**REQUIRED WORK**
Copy the data from its start through the line containing "289L125 348L362 368L594", swapping "rough mask" for "coarse mask" and leaving everything else unchanged.

**MATERIAL SUPPLIED**
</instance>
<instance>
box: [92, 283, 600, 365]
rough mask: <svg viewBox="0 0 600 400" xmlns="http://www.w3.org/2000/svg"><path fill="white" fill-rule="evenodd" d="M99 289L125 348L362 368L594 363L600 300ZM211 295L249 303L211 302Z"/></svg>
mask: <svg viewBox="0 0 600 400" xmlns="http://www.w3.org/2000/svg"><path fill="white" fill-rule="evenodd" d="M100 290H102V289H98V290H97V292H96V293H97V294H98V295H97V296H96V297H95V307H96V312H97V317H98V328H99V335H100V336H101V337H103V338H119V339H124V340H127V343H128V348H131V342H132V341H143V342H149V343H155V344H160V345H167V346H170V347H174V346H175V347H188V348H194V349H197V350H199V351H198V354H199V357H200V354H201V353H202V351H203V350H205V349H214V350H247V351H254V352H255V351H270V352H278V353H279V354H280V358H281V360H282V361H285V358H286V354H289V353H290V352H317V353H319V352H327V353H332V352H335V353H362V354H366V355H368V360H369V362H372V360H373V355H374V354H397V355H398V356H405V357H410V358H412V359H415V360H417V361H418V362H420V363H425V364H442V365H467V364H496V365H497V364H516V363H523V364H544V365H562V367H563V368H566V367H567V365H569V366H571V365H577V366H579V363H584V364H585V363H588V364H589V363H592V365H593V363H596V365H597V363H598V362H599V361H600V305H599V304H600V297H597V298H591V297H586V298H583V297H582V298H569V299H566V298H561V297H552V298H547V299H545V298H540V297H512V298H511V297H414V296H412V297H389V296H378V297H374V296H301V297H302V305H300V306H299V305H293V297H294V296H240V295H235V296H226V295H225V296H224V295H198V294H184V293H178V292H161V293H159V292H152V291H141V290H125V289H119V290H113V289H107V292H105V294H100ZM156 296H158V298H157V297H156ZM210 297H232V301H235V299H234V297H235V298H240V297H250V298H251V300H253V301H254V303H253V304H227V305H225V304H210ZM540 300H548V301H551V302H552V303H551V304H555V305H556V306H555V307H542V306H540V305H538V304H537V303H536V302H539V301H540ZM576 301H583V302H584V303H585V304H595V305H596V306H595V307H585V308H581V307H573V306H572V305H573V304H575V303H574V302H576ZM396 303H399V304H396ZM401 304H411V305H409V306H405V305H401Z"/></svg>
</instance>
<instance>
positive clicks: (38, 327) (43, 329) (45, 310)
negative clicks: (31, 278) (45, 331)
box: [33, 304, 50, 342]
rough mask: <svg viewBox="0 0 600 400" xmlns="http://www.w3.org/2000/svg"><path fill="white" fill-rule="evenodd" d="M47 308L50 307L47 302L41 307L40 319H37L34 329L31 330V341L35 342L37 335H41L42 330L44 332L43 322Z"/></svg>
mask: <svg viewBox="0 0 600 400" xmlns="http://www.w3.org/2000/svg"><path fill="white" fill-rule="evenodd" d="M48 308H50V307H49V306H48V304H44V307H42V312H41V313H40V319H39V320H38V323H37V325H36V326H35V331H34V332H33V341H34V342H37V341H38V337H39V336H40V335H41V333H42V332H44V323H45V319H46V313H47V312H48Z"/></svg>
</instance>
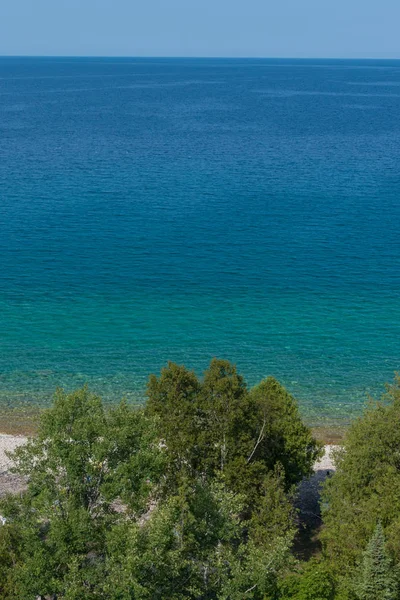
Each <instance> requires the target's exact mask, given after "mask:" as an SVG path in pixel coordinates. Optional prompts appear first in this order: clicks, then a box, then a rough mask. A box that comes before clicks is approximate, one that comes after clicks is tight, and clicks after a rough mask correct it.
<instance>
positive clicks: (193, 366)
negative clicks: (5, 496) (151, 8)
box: [0, 58, 400, 421]
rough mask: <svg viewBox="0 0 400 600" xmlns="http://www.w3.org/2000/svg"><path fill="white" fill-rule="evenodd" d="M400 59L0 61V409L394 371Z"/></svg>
mask: <svg viewBox="0 0 400 600" xmlns="http://www.w3.org/2000/svg"><path fill="white" fill-rule="evenodd" d="M399 234H400V61H304V60H303V61H295V60H189V59H188V60H182V59H179V60H178V59H175V60H172V59H168V60H167V59H47V58H46V59H45V58H43V59H29V58H0V261H1V262H0V403H7V404H11V405H17V404H19V403H20V402H36V403H37V402H40V403H42V404H45V403H46V402H48V400H49V398H50V396H51V394H52V392H53V390H54V388H55V387H56V386H57V385H62V386H65V387H66V388H68V389H70V388H73V387H76V386H78V385H81V384H82V383H84V382H89V384H90V385H91V386H92V387H93V388H94V389H95V390H96V391H99V392H101V393H102V394H103V395H104V396H105V397H106V398H107V399H116V398H120V397H121V396H123V395H124V396H127V397H128V398H132V399H135V398H138V397H139V398H140V397H142V396H143V391H144V388H145V382H146V378H147V376H148V374H149V373H151V372H158V371H159V370H160V368H161V367H162V366H163V365H165V363H166V361H167V360H168V359H171V360H174V361H178V362H183V363H185V364H187V365H188V366H189V367H192V368H194V369H195V370H196V371H198V372H201V371H202V370H203V369H204V368H205V367H206V365H207V363H208V361H209V359H210V358H211V357H213V356H219V357H224V358H228V359H230V360H232V361H234V362H236V363H237V365H238V367H239V369H240V371H241V372H242V373H243V374H244V375H245V377H246V379H247V381H248V382H249V384H254V383H256V382H257V380H259V379H260V378H262V377H264V376H266V375H268V374H272V375H275V376H276V377H277V378H279V379H280V380H281V381H282V382H283V383H284V384H285V385H287V386H288V388H289V389H290V391H292V392H293V393H294V394H295V395H296V397H297V398H298V399H299V401H300V402H301V405H302V407H303V410H304V412H305V413H306V414H307V415H308V416H309V418H311V419H313V420H318V419H324V418H326V419H327V420H328V421H329V420H331V421H333V420H336V419H345V420H346V419H347V418H348V417H349V415H351V414H353V413H354V412H357V411H358V410H359V409H360V406H361V405H362V404H363V402H364V401H365V399H366V393H367V392H370V393H373V394H379V393H380V392H381V391H382V389H383V384H384V382H385V381H387V380H391V379H392V377H393V372H394V371H395V370H396V369H399V368H400V335H399V334H400V300H399V291H400V243H399V241H400V237H399Z"/></svg>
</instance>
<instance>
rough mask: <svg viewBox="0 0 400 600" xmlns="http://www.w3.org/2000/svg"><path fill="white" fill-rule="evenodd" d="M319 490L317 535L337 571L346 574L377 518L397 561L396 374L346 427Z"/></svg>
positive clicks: (356, 562) (398, 430)
mask: <svg viewBox="0 0 400 600" xmlns="http://www.w3.org/2000/svg"><path fill="white" fill-rule="evenodd" d="M336 464H337V471H336V474H335V476H334V477H332V478H330V479H329V480H328V481H327V483H326V485H325V489H324V503H323V520H324V529H323V532H322V539H323V542H324V546H325V551H326V553H327V555H328V556H329V557H330V559H331V560H332V561H333V562H334V563H335V564H336V566H337V569H338V571H340V572H341V573H342V574H343V573H351V572H353V571H354V569H355V567H356V566H357V564H358V561H359V559H360V556H361V554H362V552H363V550H364V548H365V547H366V545H367V543H368V541H369V539H370V538H371V536H372V534H373V532H374V529H375V526H376V523H377V522H378V521H379V522H381V524H382V526H383V528H384V531H385V535H386V538H387V545H388V549H389V550H390V552H391V553H392V555H393V558H394V559H395V562H399V561H400V536H399V533H400V379H399V377H397V378H396V380H395V383H394V385H392V386H389V387H388V391H387V393H386V394H385V396H384V397H383V398H382V400H381V401H380V402H376V403H371V404H370V406H369V407H368V408H367V410H366V411H365V413H364V415H363V416H362V417H360V418H359V419H358V420H356V421H355V422H354V423H353V425H352V426H351V427H350V429H349V431H348V434H347V436H346V440H345V443H344V445H343V447H342V448H341V449H340V450H339V451H338V452H337V453H336Z"/></svg>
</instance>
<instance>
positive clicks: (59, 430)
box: [1, 388, 163, 600]
mask: <svg viewBox="0 0 400 600" xmlns="http://www.w3.org/2000/svg"><path fill="white" fill-rule="evenodd" d="M14 457H15V460H16V463H17V466H16V471H17V472H18V473H20V474H22V475H26V476H27V477H28V478H29V485H28V490H27V492H26V493H25V495H24V497H23V498H22V499H21V500H19V499H17V498H14V499H9V500H8V501H6V502H3V505H2V509H1V512H2V514H3V515H4V516H5V517H6V518H7V522H6V525H5V526H3V527H2V535H1V539H3V540H4V539H5V538H6V537H7V536H11V535H15V536H16V537H17V539H18V543H15V544H14V546H15V548H16V550H15V551H14V556H11V561H12V564H11V565H10V569H9V570H8V572H7V575H6V576H5V577H6V580H7V582H9V581H10V579H11V580H12V582H13V588H12V589H13V592H12V593H10V597H12V598H18V599H21V600H22V599H23V600H28V599H29V598H35V597H36V596H37V595H39V596H40V595H43V596H44V595H51V594H57V595H58V597H60V598H72V597H76V598H80V599H86V598H87V599H89V598H92V597H97V596H96V594H95V590H96V586H97V585H98V584H99V582H100V581H101V580H102V578H103V573H104V549H105V544H106V536H107V532H108V531H109V530H110V529H112V527H113V526H114V525H115V524H116V523H117V522H118V521H119V520H120V519H121V518H122V517H121V514H120V512H119V511H118V506H121V504H122V505H123V506H124V512H125V513H126V514H127V515H130V518H133V519H138V518H140V516H141V515H142V514H143V513H144V512H146V511H147V508H148V503H149V499H150V497H151V496H152V495H154V493H155V490H156V488H157V483H158V481H159V478H160V475H161V472H162V467H163V455H162V452H161V450H160V449H159V447H158V443H157V440H156V438H155V437H154V433H153V431H152V424H151V423H149V422H148V419H147V417H145V416H144V414H143V411H135V410H132V409H130V408H129V407H128V406H127V405H126V404H125V403H121V404H120V405H119V406H118V407H116V408H115V409H113V410H111V411H105V409H104V406H103V404H102V402H101V399H100V398H99V397H97V396H95V395H94V394H91V393H90V392H89V390H88V389H87V388H83V389H82V390H78V391H76V392H74V393H72V394H65V393H64V392H62V391H61V390H59V391H58V392H57V394H56V398H55V402H54V406H53V407H52V408H51V409H49V410H48V411H46V412H45V414H44V415H43V417H42V419H41V423H40V427H39V432H38V435H37V436H36V437H35V438H33V439H32V440H30V441H29V442H28V444H27V445H26V446H22V447H20V448H19V449H18V450H17V451H16V452H15V454H14ZM3 564H4V561H3ZM7 585H8V587H9V588H10V583H7ZM71 586H72V587H71ZM72 589H75V592H74V594H75V596H71V594H72V592H71V590H72Z"/></svg>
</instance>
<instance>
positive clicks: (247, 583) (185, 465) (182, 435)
mask: <svg viewBox="0 0 400 600" xmlns="http://www.w3.org/2000/svg"><path fill="white" fill-rule="evenodd" d="M148 394H149V399H148V404H147V406H146V407H145V408H144V409H140V410H139V409H135V408H132V407H129V406H128V405H127V404H126V403H124V402H122V403H120V404H119V405H118V406H116V407H114V408H112V409H106V408H105V407H104V405H103V403H102V401H101V399H100V398H99V397H98V396H96V395H94V394H92V393H91V392H90V391H89V390H88V389H87V388H83V389H81V390H77V391H76V392H73V393H71V394H66V393H65V392H63V391H62V390H59V391H58V392H57V394H56V397H55V401H54V405H53V406H52V408H51V409H49V410H48V411H46V412H45V413H44V415H43V417H42V419H41V423H40V428H39V431H38V434H37V436H36V437H35V438H33V439H32V440H30V441H29V443H28V444H27V445H26V446H23V447H20V448H18V449H17V451H16V452H15V455H14V458H15V461H16V471H17V472H18V473H19V474H21V475H24V476H26V477H27V478H28V489H27V491H26V492H25V493H24V494H23V495H22V496H21V497H10V498H8V499H6V500H5V501H2V503H1V514H2V515H3V516H4V517H5V518H6V523H5V525H3V526H1V527H0V596H1V597H2V598H4V599H5V600H11V599H13V600H30V599H32V600H34V599H36V598H54V599H55V598H57V599H58V600H61V599H63V600H94V599H99V598H107V599H111V600H148V599H151V600H157V599H160V600H184V599H185V600H186V599H188V600H190V599H193V600H195V599H204V600H207V599H210V600H235V599H238V600H239V599H242V598H251V599H253V600H265V599H267V598H270V599H272V598H274V599H275V598H277V597H278V593H279V591H278V581H279V577H280V574H281V572H282V571H283V570H284V569H285V568H287V566H288V564H289V563H290V562H291V561H292V559H291V557H290V548H291V544H292V541H293V536H294V533H295V528H296V526H295V513H294V509H293V505H292V498H291V494H290V490H291V486H292V484H293V483H295V482H296V481H298V480H299V478H300V477H301V476H302V475H304V474H307V473H309V472H310V469H311V466H312V463H313V461H314V459H315V458H316V457H317V456H318V455H319V452H320V450H319V445H318V444H317V443H316V442H315V440H314V439H313V438H312V436H311V433H310V431H309V430H308V429H307V428H306V427H305V426H304V425H303V424H302V422H301V419H300V416H299V414H298V410H297V406H296V403H295V402H294V400H293V399H292V398H291V397H290V395H289V394H287V392H286V391H285V390H284V389H283V388H282V387H281V386H280V385H279V384H278V383H277V382H276V381H275V380H273V379H268V380H266V381H265V382H263V383H262V384H261V385H260V386H259V387H258V388H255V389H254V390H250V391H249V390H248V389H247V387H246V385H245V382H244V380H243V378H242V377H241V376H240V375H239V374H238V373H237V371H236V368H235V367H234V366H233V365H231V364H230V363H228V362H226V361H217V360H214V361H212V363H211V365H210V368H209V369H208V370H207V371H206V373H205V375H204V378H203V380H201V381H200V380H199V379H198V378H197V377H196V376H195V375H194V373H192V372H191V371H188V370H187V369H186V368H184V367H181V366H178V365H174V364H172V363H170V364H169V365H168V367H167V368H166V369H164V370H163V371H162V373H161V375H160V376H159V377H155V376H153V377H151V378H150V381H149V386H148Z"/></svg>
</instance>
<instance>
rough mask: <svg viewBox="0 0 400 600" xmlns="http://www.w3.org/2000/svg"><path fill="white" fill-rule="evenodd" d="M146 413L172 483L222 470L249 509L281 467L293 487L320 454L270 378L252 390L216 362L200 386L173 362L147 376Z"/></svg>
mask: <svg viewBox="0 0 400 600" xmlns="http://www.w3.org/2000/svg"><path fill="white" fill-rule="evenodd" d="M147 410H148V414H150V415H156V416H157V419H158V427H159V432H160V437H161V438H162V439H163V440H164V442H165V445H166V449H167V452H166V455H167V460H168V464H169V475H170V481H171V483H172V484H175V485H176V484H177V483H178V482H177V477H180V476H181V475H182V474H183V473H186V474H188V475H189V476H190V477H195V476H208V477H214V476H216V474H218V473H220V474H223V476H224V478H225V481H226V482H227V485H228V486H229V487H230V488H231V489H233V490H235V491H237V492H238V493H242V494H244V495H246V497H247V498H248V504H253V503H254V502H255V501H256V498H258V497H259V494H260V490H261V489H262V487H263V482H264V479H265V477H266V476H267V475H268V473H270V472H271V471H273V470H274V469H275V467H276V465H277V464H278V463H279V464H280V465H281V467H282V473H283V478H284V481H285V486H286V488H287V489H288V488H289V487H290V485H292V484H294V483H297V482H298V481H300V479H301V478H302V477H303V476H305V475H308V474H309V473H310V472H311V469H312V465H313V464H314V462H315V460H316V458H317V457H318V456H319V455H320V446H319V445H318V443H317V442H316V441H315V440H314V439H313V437H312V435H311V433H310V430H309V429H308V428H307V427H305V425H304V424H303V422H302V420H301V418H300V415H299V412H298V407H297V404H296V402H295V401H294V400H293V398H292V397H291V396H290V395H289V394H288V393H287V392H286V390H285V389H284V388H283V387H282V386H281V385H280V384H279V383H278V382H277V381H276V380H275V379H273V378H268V379H266V380H265V381H263V382H262V383H261V384H260V385H259V386H257V387H256V388H254V389H252V390H250V391H249V390H248V389H247V387H246V384H245V382H244V380H243V378H242V377H241V376H240V375H239V374H238V373H237V370H236V367H234V366H233V365H231V364H230V363H229V362H227V361H223V360H217V359H214V360H212V361H211V364H210V367H209V369H208V370H207V371H206V372H205V374H204V378H203V381H199V380H198V379H197V377H196V375H195V374H194V373H193V372H191V371H188V370H187V369H186V368H185V367H181V366H178V365H175V364H173V363H169V365H168V367H166V368H165V369H163V370H162V372H161V375H160V377H156V376H152V377H151V378H150V381H149V385H148V404H147Z"/></svg>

**RESPONSE TO THIS EXERCISE**
</instance>
<instance>
box: [92, 283, 600, 365]
coarse mask: <svg viewBox="0 0 600 400" xmlns="http://www.w3.org/2000/svg"><path fill="white" fill-rule="evenodd" d="M99 289L125 348L362 368L594 363L600 300ZM211 295L249 303L211 302Z"/></svg>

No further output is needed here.